EXERCISE MATERIAL –
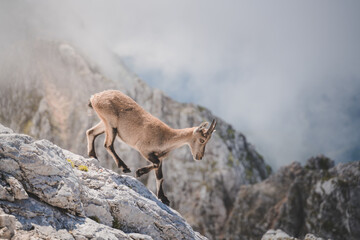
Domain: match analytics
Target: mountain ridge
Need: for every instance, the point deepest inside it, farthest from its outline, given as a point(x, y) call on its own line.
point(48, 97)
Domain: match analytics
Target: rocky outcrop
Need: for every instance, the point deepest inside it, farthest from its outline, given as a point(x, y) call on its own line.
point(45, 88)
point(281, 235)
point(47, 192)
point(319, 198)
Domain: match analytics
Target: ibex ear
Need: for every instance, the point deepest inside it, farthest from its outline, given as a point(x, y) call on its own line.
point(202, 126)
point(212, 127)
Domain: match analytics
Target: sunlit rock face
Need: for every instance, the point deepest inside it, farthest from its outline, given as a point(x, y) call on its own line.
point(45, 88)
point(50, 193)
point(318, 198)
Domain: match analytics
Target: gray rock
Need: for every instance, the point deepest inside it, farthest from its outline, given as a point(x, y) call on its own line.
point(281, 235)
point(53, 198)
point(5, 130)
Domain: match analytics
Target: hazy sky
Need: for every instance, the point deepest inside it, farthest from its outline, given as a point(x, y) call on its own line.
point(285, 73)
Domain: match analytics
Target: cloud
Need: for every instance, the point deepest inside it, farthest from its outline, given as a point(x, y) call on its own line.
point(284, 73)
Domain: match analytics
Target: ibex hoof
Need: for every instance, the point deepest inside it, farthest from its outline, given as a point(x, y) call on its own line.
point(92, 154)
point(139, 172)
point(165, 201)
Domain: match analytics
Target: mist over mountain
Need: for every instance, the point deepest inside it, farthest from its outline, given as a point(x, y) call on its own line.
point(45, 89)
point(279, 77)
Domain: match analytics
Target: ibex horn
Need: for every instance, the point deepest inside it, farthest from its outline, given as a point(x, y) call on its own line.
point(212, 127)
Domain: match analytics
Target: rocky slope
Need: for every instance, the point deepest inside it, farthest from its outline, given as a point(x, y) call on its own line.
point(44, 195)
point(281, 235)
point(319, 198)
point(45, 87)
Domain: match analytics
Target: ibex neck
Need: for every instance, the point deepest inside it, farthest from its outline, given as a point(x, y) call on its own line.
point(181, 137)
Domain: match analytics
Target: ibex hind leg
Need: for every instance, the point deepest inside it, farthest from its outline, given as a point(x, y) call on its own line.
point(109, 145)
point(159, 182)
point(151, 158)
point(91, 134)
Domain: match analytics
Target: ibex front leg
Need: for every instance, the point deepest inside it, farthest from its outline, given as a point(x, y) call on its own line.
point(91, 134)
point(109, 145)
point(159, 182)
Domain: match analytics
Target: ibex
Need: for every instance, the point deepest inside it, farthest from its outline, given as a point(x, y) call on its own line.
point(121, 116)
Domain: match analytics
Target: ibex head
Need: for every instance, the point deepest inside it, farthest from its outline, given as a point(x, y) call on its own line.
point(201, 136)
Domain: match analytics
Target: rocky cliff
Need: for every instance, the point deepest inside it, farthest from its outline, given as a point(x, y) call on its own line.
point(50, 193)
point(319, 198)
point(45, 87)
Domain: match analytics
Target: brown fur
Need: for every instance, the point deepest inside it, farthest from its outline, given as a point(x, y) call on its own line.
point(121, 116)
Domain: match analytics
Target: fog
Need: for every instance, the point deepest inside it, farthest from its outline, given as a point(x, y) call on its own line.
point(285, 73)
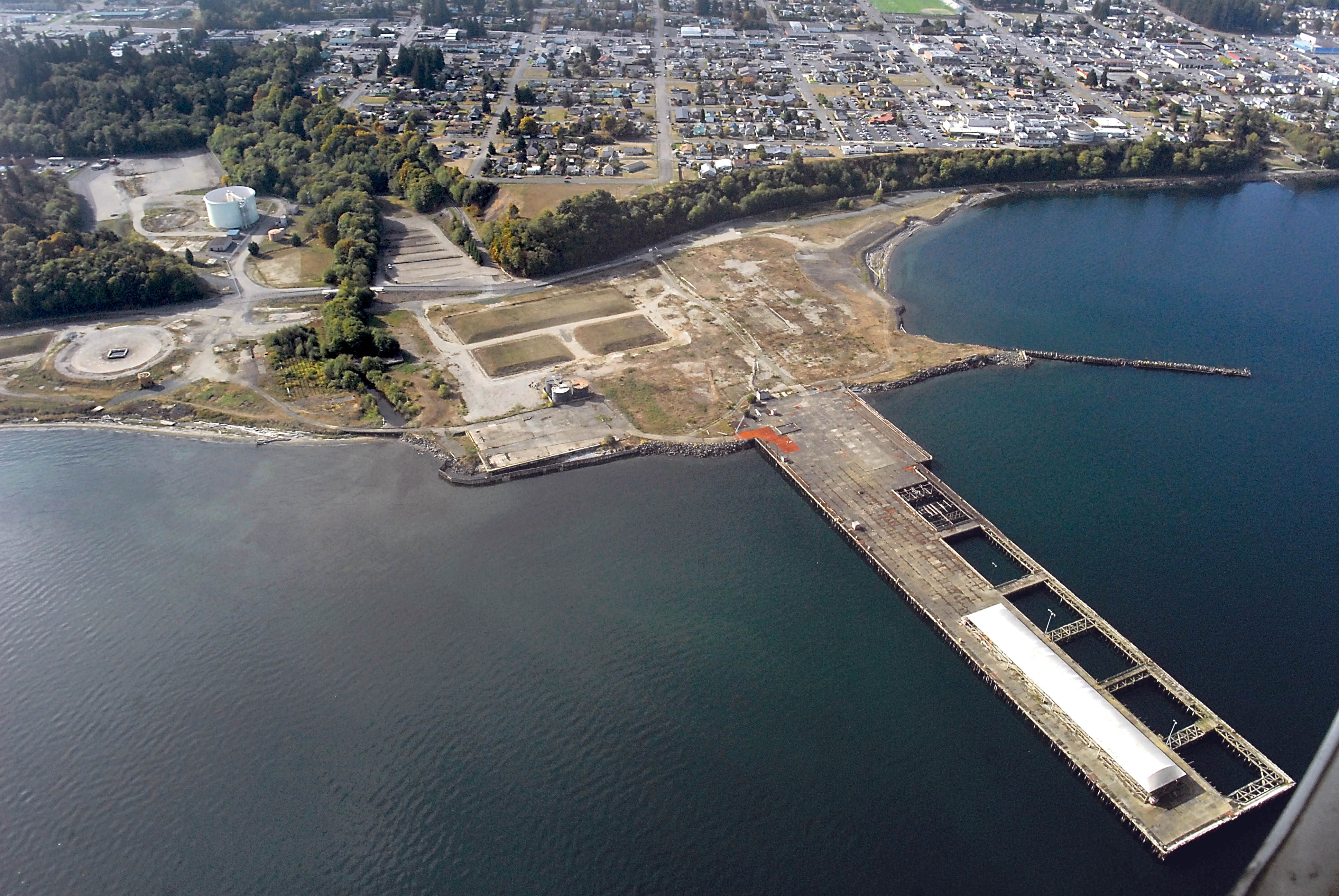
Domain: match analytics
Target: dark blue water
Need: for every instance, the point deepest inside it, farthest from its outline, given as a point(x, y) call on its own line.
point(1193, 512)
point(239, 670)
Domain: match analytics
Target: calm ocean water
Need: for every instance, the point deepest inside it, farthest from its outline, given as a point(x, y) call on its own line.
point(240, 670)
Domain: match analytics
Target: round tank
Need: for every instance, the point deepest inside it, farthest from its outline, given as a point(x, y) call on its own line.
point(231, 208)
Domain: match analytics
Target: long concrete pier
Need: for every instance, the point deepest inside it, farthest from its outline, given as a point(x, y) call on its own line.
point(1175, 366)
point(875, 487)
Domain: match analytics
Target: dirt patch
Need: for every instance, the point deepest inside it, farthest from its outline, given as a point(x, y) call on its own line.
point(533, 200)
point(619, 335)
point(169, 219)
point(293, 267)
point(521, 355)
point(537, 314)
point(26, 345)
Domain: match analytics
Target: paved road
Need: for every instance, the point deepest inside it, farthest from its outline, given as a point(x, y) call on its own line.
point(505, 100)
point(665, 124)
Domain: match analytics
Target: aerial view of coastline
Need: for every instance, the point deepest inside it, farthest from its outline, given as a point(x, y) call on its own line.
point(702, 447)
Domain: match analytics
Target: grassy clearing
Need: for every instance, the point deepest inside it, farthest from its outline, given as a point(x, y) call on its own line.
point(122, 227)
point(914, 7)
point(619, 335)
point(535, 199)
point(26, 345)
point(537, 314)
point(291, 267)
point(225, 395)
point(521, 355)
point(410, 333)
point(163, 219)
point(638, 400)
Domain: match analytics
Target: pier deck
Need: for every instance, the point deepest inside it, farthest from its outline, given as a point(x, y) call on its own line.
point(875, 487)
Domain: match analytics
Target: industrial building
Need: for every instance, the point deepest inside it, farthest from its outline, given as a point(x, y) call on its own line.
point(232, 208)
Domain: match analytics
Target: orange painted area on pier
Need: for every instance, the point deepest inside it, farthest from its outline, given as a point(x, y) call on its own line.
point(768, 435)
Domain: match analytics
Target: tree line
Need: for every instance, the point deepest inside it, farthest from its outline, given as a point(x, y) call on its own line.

DO THIS – Pictures are to be left out; the records above must be repeated word for word.

EXPECTED ANSWER –
Domain: match analytics
Target: mountain ridge
Need: for every instance, the point deepest inside it, farthest from its outline, given as a point(x, y) call on its own line.
point(48, 97)
Domain: match analytics
Target: rocky outcrop
Need: for every instance, the point deepest inside it, farthest from its outline, given as a point(x, y) call on its own line.
point(45, 88)
point(281, 235)
point(47, 192)
point(319, 198)
Domain: match analytics
Target: ibex ear
Need: for every instance, the point deepest inside it, farthest from its outline, given as a point(x, y) call on its own line.
point(202, 126)
point(212, 127)
Domain: match analytics
Target: sunlit rock face
Need: for every instance, the point deepest inside it, farthest from its outline, given as a point(x, y) call on its own line.
point(45, 88)
point(50, 193)
point(318, 198)
Domain: match analytics
Target: gray rock
Need: for every instance, the point deepest inside it, farthest from its outline, given as a point(x, y) call on its own line.
point(281, 235)
point(53, 198)
point(5, 130)
Domain: match analytics
Target: hazy sky
Need: for every instance, the point deepest inside it, farthest from its outline, given as a point(x, y) call on its own line.
point(285, 73)
Domain: match analytics
Target: cloud
Need: for every instance, the point deepest inside it, farthest from its outline, given as a point(x, y) call on its own line.
point(284, 73)
Domain: match analytics
Target: ibex hoof
Need: for every instance, the point deepest inside it, farthest from its outline, given as a point(x, y) call on its own line.
point(92, 154)
point(139, 172)
point(165, 201)
Domain: match analytics
Target: mist over mountain
Need: for every instance, the point deepest inside it, farthest from its outline, given as a point(x, y) call on its own line.
point(45, 89)
point(279, 77)
Domain: match analytics
Target: ibex horn
Need: for every instance, the point deepest inside it, farthest from its outline, given as a point(x, y) call on its own line.
point(212, 127)
Domain: match analytics
Target: rocky slope
Need: for every instance, the point deepest inside it, farthest from its outline, given as a point(x, y) call on its own line.
point(44, 195)
point(281, 235)
point(319, 198)
point(45, 87)
Domain: match analytics
Target: ibex neck
Need: for every instance, the point deepest inside it, farthest from its outline, given as a point(x, y) call on its own line.
point(181, 137)
Domain: match analytics
Target: ibex hind leg
Need: for every instance, the point deepest inside it, farthest from its outline, given as a point(x, y) call on its own line.
point(109, 145)
point(159, 182)
point(151, 158)
point(91, 134)
Domain: match analytics
Target: ibex front leg
Need: for every instance, the point deepest inside it, farthest from its outline, given as a point(x, y) call on its own line.
point(91, 134)
point(109, 145)
point(159, 182)
Domain: match analytics
Target: ibex
Need: for every instance, the point deepest inside it, farthest from its outline, given as a point(x, y) call on its own line.
point(121, 116)
Domain: match analytics
Target: ibex head
Need: for every instance, the point deepest inside it, farthest from its outline, given as a point(x, y) call on its own line.
point(201, 136)
Domain: match analytics
Target: rocky cliff
Need: for every instance, the point deepest inside it, farthest from its outline, given as a point(x, y) call on its own line.
point(50, 193)
point(319, 198)
point(45, 87)
Domain: match analytics
Target: brown fur
Need: for every instance, the point deepest inside it, farthest from its outline, given as a point(x, y) call on its own line.
point(121, 116)
Domain: match analytics
Target: fog
Need: for every instance, the point deepest inside it, farthest from its outline, given as a point(x, y) call on its own line.
point(285, 73)
Domain: match analytics
Target: dark blue water
Need: for every instance, the point deepest inside it, farthest from its outline, given as a point(x, y) call on its own line.
point(1193, 512)
point(239, 670)
Domain: match analytics
Target: calm ocean water
Need: for every instance, the point deepest inside it, farthest from its outline, given as a point(x, y) call on its own line.
point(240, 670)
Domain: match analytics
Target: round tank
Need: for every instance, the point deepest inside it, farthest from its outline, given as a point(x, y) call on its own line.
point(231, 208)
Domain: match analytics
Target: long concrete pier
Need: for every instance, the point deepest inside it, farthest from its outline, given as a point(x, y) call on its own line.
point(1175, 366)
point(875, 487)
Domain: match analytics
Target: dirt patch
Need: for every instance, the point deepest inside it, farthest from its outline, given as a point(x, y) call on its own line.
point(533, 200)
point(619, 335)
point(169, 219)
point(293, 267)
point(521, 355)
point(537, 314)
point(26, 345)
Domain: match analytics
Target: paved road
Need: for every instance, the point deepest inside it, farthest from its outline, given as a point(x, y) call on its own line.
point(505, 100)
point(665, 124)
Domain: match analytics
Target: aerial view of coastline
Need: for every instance, the point deepest inside it, farthest from its outline, given as a point(x, y) call on its own line.
point(702, 447)
Domain: match analytics
Target: grassy clearing
Need: for every instance, the point deepest inside it, farthest from its outline, given as a point(x, y) call on its own line.
point(122, 227)
point(914, 7)
point(619, 335)
point(535, 199)
point(26, 345)
point(537, 314)
point(291, 267)
point(225, 395)
point(521, 355)
point(410, 333)
point(163, 219)
point(638, 400)
Domain: match analytics
Target: pier deck
Need: for every instance, the point deepest inside it, farthest from its outline, given as a point(x, y) call on its own line.
point(875, 487)
Domain: match analytics
Target: industrial building
Need: for every instance, the point deepest inside it, farthest from its outline, given as a point(x, y) call on its own line.
point(232, 208)
Domain: match analytics
Target: orange painted area on pier
Need: for every instance, the point deepest inside it, farthest from its outline, given as a point(x, y) call on its own line.
point(768, 435)
Domain: match analytics
Target: tree line
Need: for every instance, the point deepest inside it, farthest from its outline, given as a point(x, y) call on its own line.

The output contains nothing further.